OBJECTIVE A
From the passage on Quistclose trusts, reproduce the text from "In Prickly Bay" to "House of Lords.".
OBJECTIVE B
In the passage on Quistclose trusts, recast the paragraph beginning "The facts in the Quistclose case were as follows" as a bulleted list that keeps its main facts.

=== PASSAGE TO READ ===

In Prickly Bay Waterside Ltd v British American Insurance Company Ltd[1] the Privy Council considered the nature of the ‘Quistclose trust’. The reasons are useful to gain an understanding of that device. The term ‘Quistclose trust’ derives from the eponymous name of the case Quistclose Investments Ltd v Rolls Razor Ltd,[2] a 1968 decision of the Appellate Committee of the House of Lords.

Although a Quistclose trust does not seem to have yet been established in Canada, its requirements have been discussed in two cases, both of which held that a Quistclose trust had not arisen on the facts.[3] I shall discuss the nature of the Quistclose trust further below, but its essence is that moneys are lent to be used for a specific purpose and the parties intend that the lender retain an interest in the moneys. The borrower is then both a debtor to and trustee for the lender. If the money is paid as intended, the trust is fully performed and comes to an end, leaving only a debt. If it is not paid because the borrower becomes insolvent, the money is not available to the borrower’s other creditors but is held in trust for the lender.

The facts in the Quistclose case were as follows: Rolls Razor was a client of Barclays Bank, but it was in financial difficulties and had exceeded its allowed overdraft. A lender agreed to lend Rolls Razor one million pound on condition that it obtain funds from another source to pay its shareholders a dividend that was soon due. That source was Quistclose. It agreed to lend Rolls Razor the required amount on condition that the moneys would be used only for that purpose and that they would be paid into a special account opened for that purpose with Barclays Bank until the dividend was paid. Rolls Razor was unable to raise further funds to stay in business and went into liquidation. The bank then set off the balance in the special account against the debit balance owed to it by Rolls Razor. Quistclose sued the bank to recover the moneys and the House of Lords held that it was entitled to do so once it established that the moneys were impressed with a trust in its favour, and that the bank had notice of the trust.

=== ENTRIES SHOWN ===

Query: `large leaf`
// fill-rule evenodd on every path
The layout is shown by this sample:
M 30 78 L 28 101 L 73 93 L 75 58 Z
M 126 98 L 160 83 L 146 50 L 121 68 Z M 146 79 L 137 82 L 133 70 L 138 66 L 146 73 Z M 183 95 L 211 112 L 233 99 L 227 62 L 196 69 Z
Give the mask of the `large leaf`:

===
=== ENTRIES SHOWN ===

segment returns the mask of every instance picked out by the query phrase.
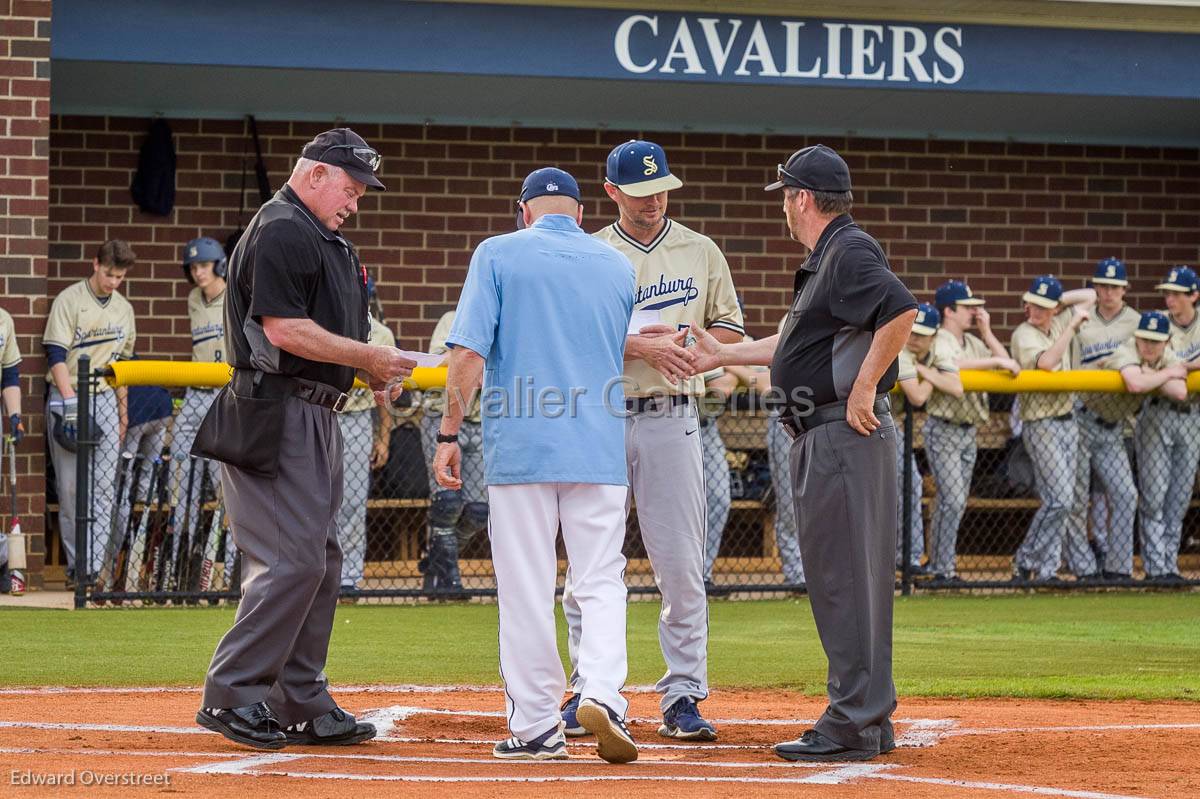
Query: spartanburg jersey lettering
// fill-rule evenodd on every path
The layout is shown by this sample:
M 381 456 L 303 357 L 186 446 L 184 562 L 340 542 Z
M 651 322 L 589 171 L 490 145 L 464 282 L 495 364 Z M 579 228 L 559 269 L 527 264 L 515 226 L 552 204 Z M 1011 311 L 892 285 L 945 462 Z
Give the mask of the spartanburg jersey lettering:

===

RESULT A
In Prickly Bay Waterside Ltd v British American Insurance Company Ltd[1] the Privy Council considered the nature of the ‘Quistclose trust’. The reasons are useful to gain an understanding of that device. The term ‘Quistclose trust’ derives from the eponymous name of the case Quistclose Investments Ltd v Rolls Razor Ltd,[2] a 1968 decision of the Appellate Committee of the House of Lords.

RESULT B
- Rolls Razor, a client of Barclays Bank, was in financial difficulties and had exceeded its allowed overdraft.
- A lender agreed to a one-million-pound loan on condition that Rolls Razor obtain funds from another source to pay a shareholder dividend that was soon due.
- Quistclose lent the required amount on two conditions: the moneys would be used only for that purpose, and they would be held in a special account with Barclays Bank until the dividend was paid.
- Rolls Razor could not raise further funds to stay in business and went into liquidation.
- The bank set off the balance in the special account against the debit balance Rolls Razor owed it.
- Quistclose sued the bank to recover the moneys. The House of Lords held that Quistclose was entitled to do so once it established two things: that the moneys were impressed with a trust in its favor, and that the bank had notice of the trust.